Kutipan Dokumen:

·····

Baca Juga:  Tingkatkan Mutu Pelayanan Kasat Binmas Lakukan Anev.

Banyak keistimewaan yang dimiliki oleh Imam Syafi’i.
Berikut adalah diantara keistimewaan beliau :

1. Al-Imam Asy-Syafi’i adalah imam dalam lugoh (bahasa).
Beliau telah banyak tinggal bersama Qobilah Hudzal dan menghafalkan banyak qoshidah (bait-bait sya’ir) mereka
Sehingga hal ini sangat mempengaruhi kekuatan bahasa Arab beliau.
Karenanya tidak pernah ditemukan kesalahan bahasa dari beliau sebagaimana ditemukan dari para ulama yang lain.

Ibnu Hisyaam (penulis siroh Nabi) berkata الشَّافِعِيُّ حُجَّةٌ فِي اللُّغَةِ  “Asy-Syafi’i hujjah dalam bahasa Arab”
(Al-Waafi bil Wafaayaat 19/143).

Adapun kritikan terhadap Al-Imam Asy-Syafi’i dalam masalah bahasa maka tidak mematahkan keimaman beliau dalam bahasa Arab.
Diantara kritikan tersebut :

Beliau dikritik karena menyatakan bahwa huruf jar baa’ (الباء) memberikan faedah التَّبْعِيْض “sebagian/parsial”.

Karenanya beliau menyatakan bolehnya mengusap sebagian kepala tatkala berwudu karena Alloh berfirman (وَامْسَحُوا بِـرُؤُوْسِكُمْ).
Maka beliaupun diingkari oleh sebagian ulama, mereka menyatakan bahwa huruf baa’ tidak mengandung makna “parsial”, dan ini tidak dikenal dalam bahasa Arab, dan tidak ada ahli bahasa yang menyebutkan bahwa diantara makna-makna yang dikandung huruf baa’ adalah untuk parsial.
Akan tetapi kenyataannya ternyata banyak ahli bahasa yang menetapkan makna ini (huruf baa’ memberi makna faedah parsial)

Diantaranya adalah Al-Ashma’i dan ulama Kufiyiin
(lihat Al-Bahr Al-Muhiith fi Ushuul Al-Fiqh li Az-Zarkasyi 2/15-16).

Ternyata juga setelah diamati ada bukti yang tegas bahwasanya Al-Imam Asy-Syafi’i menyatakan bahwa huruf baa’ memberi faedah “parsial”.

·····

Bahan Tersedia:
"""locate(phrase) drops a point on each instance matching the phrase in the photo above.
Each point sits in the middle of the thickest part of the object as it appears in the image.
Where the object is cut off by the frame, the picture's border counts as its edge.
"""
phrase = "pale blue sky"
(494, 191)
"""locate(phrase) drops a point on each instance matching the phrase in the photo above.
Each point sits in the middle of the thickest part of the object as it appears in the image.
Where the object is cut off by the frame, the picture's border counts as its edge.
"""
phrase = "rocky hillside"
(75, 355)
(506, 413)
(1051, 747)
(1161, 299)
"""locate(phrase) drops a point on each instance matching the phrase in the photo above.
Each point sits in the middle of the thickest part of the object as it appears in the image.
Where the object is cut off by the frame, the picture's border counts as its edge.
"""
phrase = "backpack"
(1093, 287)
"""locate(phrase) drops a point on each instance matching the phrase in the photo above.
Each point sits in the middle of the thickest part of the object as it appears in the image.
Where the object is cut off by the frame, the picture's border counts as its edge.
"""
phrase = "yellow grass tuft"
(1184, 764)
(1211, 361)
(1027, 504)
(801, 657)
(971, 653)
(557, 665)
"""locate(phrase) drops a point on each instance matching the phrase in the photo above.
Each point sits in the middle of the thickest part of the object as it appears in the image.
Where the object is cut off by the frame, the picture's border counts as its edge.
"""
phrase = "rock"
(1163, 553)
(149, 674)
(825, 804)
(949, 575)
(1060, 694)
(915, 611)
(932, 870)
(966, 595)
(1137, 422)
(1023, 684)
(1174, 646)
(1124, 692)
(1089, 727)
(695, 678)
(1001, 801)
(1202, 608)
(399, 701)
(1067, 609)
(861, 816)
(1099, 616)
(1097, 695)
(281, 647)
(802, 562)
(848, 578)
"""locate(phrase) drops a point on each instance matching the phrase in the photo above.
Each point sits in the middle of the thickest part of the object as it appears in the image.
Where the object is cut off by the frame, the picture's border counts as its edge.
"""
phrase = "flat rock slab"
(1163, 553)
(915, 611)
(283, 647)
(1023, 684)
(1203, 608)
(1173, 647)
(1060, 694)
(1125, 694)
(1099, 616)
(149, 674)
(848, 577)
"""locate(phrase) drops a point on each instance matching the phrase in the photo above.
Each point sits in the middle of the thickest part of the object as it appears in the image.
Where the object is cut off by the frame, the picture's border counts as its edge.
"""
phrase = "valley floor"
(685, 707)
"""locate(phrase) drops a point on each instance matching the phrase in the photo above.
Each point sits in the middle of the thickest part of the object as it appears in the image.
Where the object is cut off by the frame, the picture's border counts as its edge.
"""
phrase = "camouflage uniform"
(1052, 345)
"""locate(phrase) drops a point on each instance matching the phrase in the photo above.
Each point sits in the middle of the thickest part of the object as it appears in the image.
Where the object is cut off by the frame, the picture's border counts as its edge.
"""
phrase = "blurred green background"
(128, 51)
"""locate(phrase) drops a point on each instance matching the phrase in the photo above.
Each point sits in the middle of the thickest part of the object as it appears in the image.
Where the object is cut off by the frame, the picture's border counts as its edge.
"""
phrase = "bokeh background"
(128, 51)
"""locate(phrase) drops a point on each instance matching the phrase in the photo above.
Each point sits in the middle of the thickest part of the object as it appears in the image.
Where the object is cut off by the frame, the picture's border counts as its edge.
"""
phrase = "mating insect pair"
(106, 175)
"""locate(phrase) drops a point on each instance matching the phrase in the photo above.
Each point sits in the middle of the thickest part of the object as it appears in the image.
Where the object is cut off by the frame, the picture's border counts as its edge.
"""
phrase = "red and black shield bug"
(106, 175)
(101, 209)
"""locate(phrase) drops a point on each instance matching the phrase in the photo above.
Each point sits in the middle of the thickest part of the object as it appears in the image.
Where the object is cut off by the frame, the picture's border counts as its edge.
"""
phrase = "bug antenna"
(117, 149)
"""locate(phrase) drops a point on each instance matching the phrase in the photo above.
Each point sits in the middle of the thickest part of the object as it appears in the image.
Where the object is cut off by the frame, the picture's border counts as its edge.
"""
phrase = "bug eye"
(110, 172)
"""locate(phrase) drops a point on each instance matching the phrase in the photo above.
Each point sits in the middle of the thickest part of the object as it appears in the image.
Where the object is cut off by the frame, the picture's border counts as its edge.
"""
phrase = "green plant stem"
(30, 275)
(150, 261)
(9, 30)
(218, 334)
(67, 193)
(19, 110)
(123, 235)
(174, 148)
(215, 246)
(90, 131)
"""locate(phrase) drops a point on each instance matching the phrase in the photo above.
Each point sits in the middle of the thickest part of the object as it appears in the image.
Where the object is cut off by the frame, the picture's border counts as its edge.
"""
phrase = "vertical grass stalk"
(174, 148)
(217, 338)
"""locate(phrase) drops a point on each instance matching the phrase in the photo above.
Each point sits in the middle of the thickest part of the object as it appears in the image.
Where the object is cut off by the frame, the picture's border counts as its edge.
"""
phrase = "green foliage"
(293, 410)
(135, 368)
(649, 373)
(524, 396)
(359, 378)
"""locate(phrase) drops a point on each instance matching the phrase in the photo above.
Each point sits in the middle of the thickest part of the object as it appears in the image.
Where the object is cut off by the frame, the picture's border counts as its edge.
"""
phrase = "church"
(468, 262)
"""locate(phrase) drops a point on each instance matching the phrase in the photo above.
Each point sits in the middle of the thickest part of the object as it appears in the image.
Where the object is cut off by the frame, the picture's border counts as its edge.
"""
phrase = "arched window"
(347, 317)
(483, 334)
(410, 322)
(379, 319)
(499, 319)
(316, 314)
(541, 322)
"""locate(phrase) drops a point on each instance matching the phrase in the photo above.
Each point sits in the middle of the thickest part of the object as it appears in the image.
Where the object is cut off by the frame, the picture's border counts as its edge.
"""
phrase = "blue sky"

·····

Tujuan 1:
Sebutkan ada berapa baris di dalam entri yang memuat kata "background". Jawab dengan angkanya saja.
Tujuan 2:
Teruskan tulisan tentang keistimewaan Imam Syafi'i, mulai setelah kalimat terakhirnya.

Jawaban Latihan 1:
2

Jawaban Latihan 2:
Dan penisbatan hal ini kepada Al-Imam Asy-Syafi’i merupakan kekeliruan sebagaimana dijelaskan oleh Az-Zarkasy
(Al-Bahrul Al-Muhiith (2/15). Bahkan jika kita kembali kepada kitab Al-Umm kita akan dapati bahwasanya Asy-Syafi’i berkata :

وَدَلَّتْ السُّنَّةُ على أَنْ ليس على الْمَرْءِ مَسْحُ الرَّأْسِ كُلِّهِ وإذا دَلَّتْ السُّنَّةُ على ذلك فَمَعْنَى الْآيَةِ أَنَّ مَن مَسَحَ شيئا من رَأْسِهِ أَجْزَأَهُ

“Sunnah menunjukkan bahwasanya tidak wajib bagi seseorang untuk mengusap seluruh kepalanya, dan jika sunnah telah menunjukkan demikian maka makna ayat adalah barang siapa yang mengusap sesuatupun dari kepalanya maka sudah cukup/sah
(lihat Al-Umm 1/26)

Yang dimaksud dengan sunnah oleh Al-Imam Asy-Syafi’i di sini adalah hadits tentang Nabi yang berwudu dengan mengusap ubun-ubun beliau saja tatkala beliau memakai sorban.

Beliau dikritik karena menafsirkan kata “الْعَوْلُ” dalam firman Alloh

ذَلِكَ أَدْنَى أَلا تَعُولُوا (٣)

“Yang demikian itu adalah lebih dekat kepada tidak berbuat aniaya”
(QS An-Nisaa :3).
Beliau tafsirkan dengan “كَثْرَةُ الْعِيَالِ” (banyaknya anak)

Tafsiran Asy-Syafi’i ini diingkari dengan keras oleh Ibnul ‘Arobi yang bermadzhab Maliki, dan menyatakan bahwa tidak ada ahli bahasa yang berpendapat dengan pendapat Asy-Syafi’i
(lihat Ahkaamul Qur’an li Ibnil ‘Arobi 1/411).

Akan tetapi perkataan Ibnul ‘Arobi ini telah dibantah oleh para ulama.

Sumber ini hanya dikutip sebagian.